## SHORT EXERCISE 1
Set out the records as a numbered list, starting with the line that contains "reads [[284, 26]]." and going on through the line that contains "390], [640, 379]]", and omit any blank lines.
## SHORT EXERCISE 2
Carry on the passage about references in design research from the point where it ends.

By its very nature design research accumulates a complex system of references, either in the form of texts, objects or representations of objects. These three reference elements constitute the support for any research project, but these various reference-forms are not tautological; texts do not simply restate objects, and representations of objects are fundamentally distinct from objects themselves. Rather this accumulation of ‘data’ (in its original Latin sense meaning ‘that which is given’) creates a complex constellation of existing texts, existing objects, existing representations of objects, newly produced texts, new objects and new representations of objects. Usually such an accumulation of references, this constellation, remains un-seen. The final presentation of a project uses only a small selection of references, often as a means of post-rationalising the design process and supporting a linear narrative imposed on the development of the design project. This ‘masking’ of references is frequently exacerbated by the requirement within academic publishing to document and disseminate research and its findings in a particular manner, a manner in which the complex combinatorial system common to design research is subordinated to the linearity of established systems of documenting research which favour textual descriptions. But this enforced linearity reveals little of the design process and the role of references in that process. This paper argues that rather than subordinating references critical to design research to the limits established by text-led formats, design researchers ought to embrace the challenge of describing the function of references in the documentation of a project. This challenge might lead to a more appropriate format for presenting design research, one that not only acknowledges that the process of design is a complex and continuous interchange and exchange between the existing and the new, but also questions the pre-eminence of text in explaining and describing this relationship. In turn this new approach to presenting research might lead to an alternative means of presenting all research, one that more readily acknowledges the process by which research projects emerge and develop.

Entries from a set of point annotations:
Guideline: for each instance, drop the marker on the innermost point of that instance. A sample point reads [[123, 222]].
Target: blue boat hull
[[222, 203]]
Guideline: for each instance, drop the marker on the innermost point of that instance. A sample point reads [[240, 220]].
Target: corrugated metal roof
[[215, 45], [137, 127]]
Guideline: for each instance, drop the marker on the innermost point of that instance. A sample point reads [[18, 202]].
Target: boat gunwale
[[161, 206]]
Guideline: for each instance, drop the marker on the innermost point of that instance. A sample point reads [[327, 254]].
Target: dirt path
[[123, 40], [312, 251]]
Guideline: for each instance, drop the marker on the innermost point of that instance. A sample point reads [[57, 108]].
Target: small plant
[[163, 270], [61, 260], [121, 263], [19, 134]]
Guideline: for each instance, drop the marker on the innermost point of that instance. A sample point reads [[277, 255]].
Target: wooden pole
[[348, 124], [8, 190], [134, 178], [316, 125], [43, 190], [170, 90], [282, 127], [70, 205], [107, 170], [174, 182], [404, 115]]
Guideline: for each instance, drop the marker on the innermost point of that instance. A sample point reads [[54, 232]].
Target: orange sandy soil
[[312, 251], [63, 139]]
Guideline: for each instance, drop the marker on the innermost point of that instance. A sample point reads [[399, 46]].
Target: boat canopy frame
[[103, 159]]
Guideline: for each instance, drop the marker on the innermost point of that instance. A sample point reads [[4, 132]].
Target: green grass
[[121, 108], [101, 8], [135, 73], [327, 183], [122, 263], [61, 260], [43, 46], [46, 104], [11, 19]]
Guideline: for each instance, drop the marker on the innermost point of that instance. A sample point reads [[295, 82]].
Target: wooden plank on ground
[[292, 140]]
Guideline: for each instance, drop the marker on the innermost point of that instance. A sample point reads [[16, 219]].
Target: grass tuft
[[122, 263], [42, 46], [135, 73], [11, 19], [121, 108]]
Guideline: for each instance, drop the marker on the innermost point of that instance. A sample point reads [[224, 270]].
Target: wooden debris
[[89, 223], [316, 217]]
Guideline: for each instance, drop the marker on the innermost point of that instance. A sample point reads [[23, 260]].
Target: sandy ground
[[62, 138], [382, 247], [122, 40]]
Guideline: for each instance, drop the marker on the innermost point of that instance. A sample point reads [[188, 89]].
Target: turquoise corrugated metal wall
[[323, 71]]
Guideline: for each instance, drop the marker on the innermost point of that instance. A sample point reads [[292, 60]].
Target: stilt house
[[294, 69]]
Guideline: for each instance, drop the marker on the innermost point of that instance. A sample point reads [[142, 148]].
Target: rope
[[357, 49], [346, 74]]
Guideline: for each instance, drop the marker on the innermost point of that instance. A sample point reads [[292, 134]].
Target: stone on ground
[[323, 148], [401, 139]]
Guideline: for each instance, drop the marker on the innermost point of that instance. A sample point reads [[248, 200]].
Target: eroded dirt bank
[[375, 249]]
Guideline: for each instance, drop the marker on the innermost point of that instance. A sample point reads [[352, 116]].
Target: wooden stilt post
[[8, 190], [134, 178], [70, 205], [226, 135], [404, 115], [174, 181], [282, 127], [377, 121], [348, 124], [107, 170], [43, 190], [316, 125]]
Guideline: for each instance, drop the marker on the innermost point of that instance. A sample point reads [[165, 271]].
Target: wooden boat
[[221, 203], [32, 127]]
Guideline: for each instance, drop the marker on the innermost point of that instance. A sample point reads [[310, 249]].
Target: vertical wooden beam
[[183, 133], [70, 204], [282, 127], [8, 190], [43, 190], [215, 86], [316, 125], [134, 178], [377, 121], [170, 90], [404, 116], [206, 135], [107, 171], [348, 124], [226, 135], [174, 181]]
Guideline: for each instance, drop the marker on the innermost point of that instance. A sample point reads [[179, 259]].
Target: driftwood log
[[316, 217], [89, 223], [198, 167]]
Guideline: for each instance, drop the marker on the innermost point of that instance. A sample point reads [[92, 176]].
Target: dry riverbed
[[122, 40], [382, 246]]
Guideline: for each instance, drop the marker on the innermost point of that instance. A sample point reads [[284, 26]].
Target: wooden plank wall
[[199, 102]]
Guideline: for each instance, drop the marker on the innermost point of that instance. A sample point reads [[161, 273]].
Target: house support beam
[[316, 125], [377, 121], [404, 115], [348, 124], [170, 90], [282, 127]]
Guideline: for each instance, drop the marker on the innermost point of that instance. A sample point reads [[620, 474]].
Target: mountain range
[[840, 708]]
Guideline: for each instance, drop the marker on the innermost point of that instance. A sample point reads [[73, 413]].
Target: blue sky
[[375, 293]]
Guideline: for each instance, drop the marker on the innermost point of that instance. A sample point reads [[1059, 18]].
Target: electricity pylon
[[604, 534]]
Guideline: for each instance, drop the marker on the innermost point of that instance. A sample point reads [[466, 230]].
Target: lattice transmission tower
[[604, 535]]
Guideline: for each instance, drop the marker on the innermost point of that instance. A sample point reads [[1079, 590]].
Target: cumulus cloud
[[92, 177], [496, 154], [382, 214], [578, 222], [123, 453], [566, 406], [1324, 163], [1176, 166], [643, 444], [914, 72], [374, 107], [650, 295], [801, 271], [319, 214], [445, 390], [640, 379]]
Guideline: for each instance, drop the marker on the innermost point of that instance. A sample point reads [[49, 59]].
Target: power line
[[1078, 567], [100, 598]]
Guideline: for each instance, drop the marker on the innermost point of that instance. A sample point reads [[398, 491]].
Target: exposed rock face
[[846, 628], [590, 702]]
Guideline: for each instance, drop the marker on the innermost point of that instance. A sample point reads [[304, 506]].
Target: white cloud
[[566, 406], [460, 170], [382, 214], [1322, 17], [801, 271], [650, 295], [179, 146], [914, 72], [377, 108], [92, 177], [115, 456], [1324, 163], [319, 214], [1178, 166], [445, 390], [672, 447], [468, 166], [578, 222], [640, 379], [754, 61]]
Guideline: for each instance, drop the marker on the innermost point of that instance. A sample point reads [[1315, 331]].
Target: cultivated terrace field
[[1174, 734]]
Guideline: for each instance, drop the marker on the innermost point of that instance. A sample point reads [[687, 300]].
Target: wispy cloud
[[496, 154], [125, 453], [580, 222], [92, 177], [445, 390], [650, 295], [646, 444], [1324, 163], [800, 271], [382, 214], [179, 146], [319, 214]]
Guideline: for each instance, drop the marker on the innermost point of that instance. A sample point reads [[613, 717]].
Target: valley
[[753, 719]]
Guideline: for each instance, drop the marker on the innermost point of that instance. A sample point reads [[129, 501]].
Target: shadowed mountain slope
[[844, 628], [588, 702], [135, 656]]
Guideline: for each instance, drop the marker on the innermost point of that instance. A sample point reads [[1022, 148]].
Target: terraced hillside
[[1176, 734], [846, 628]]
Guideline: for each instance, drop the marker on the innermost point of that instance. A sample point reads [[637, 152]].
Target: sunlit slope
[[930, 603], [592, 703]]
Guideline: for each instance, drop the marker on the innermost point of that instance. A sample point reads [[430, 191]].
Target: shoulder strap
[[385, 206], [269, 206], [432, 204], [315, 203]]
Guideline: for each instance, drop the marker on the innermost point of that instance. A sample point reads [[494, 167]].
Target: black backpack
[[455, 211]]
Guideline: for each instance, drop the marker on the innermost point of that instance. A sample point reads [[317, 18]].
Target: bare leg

## RESULT 1
1. Guideline: for each instance, drop the marker on the innermost point of that instance. A sample point reads [[284, 26]].
2. Target: wooden plank wall
3. [[199, 102]]
4. Guideline: for each instance, drop the marker on the innermost point of that instance. A sample point reads [[161, 273]].
5. Target: house support beam
6. [[316, 125], [377, 121], [404, 115], [348, 124], [170, 90], [282, 127]]
7. Guideline: for each instance, drop the marker on the innermost point of that instance. A sample point reads [[620, 474]].
8. Target: mountain range
9. [[840, 708]]
10. Guideline: for each instance, drop the marker on the innermost point of that instance. A sample point reads [[73, 413]].
11. Target: blue sky
12. [[375, 293]]
13. Guideline: for each instance, drop the marker on the innermost point of that instance. A sample point reads [[1059, 18]].
14. Target: electricity pylon
15. [[604, 534]]
16. Guideline: for each instance, drop the marker on the innermost point of that instance. A sample point reads [[466, 230]].
17. Target: lattice transmission tower
18. [[604, 535]]
19. Guideline: for each instance, drop the marker on the innermost point of that instance. A sample point reads [[1079, 590]].
20. Target: cumulus cloud
21. [[92, 177], [496, 154], [382, 214], [578, 222], [123, 453], [566, 406], [1324, 163], [1176, 166], [643, 444], [914, 72], [374, 107], [650, 295], [801, 271], [319, 214], [445, 390], [640, 379]]

## RESULT 2
In this context the starting point for this paper is a series of sketchbooks filled during the development of a design research project entitled House of Multiple Dimensions. These sketchbooks hold a serendipitous collection of potentially useful references: design precedents, text citations, photographs, notes and ideas. Cumulatively they act as an informal record of the project’s theoretical and design background. They locate the project in relation to ideas, objects and experiences and when critically examined reveal certain recurring, constant preoccupations that, sometimes unwittingly, directed the project.

Text, Objects and Representations

The first issue to address in this context is format. Standard presentations of academic work deny design research the opportunity to include one of its key constituent elements: newly produced objects. This is problematic, and the result is that something is always conspicuously absent in the presentation of design work. While we are able to understand the intentions of the designer without the objects being described being present, the visual power of the work is diminished and a key part of the emergent argument is denied to us. However, while problematic this apparent weakness in presentation might also present an opportunity for design researchers. Charged with ensuring that any representation of an object either conveys the power of that original object or, perhaps more provocatively, is produced in such a way as to be more powerful than the original objects themselves, the designer is put in a position in which their own production is under constant re-evaluation. Documenting an object through a series of well-considered representations therefore gives the designer the opportunity to not only curate the viewer’s engagement with and understanding of the design research project, but also to see their own project in a different light. Constructing these representations and discussing their particular effects might, therefore, be considered a necessary element of a critical design project. For this reason in what follows I will argue that the absence of objects is not the main problem in text-led formats, rather it is the imposed linearity of the conventional format, and the manner in which this linear form conditions our reading of non-linear processes.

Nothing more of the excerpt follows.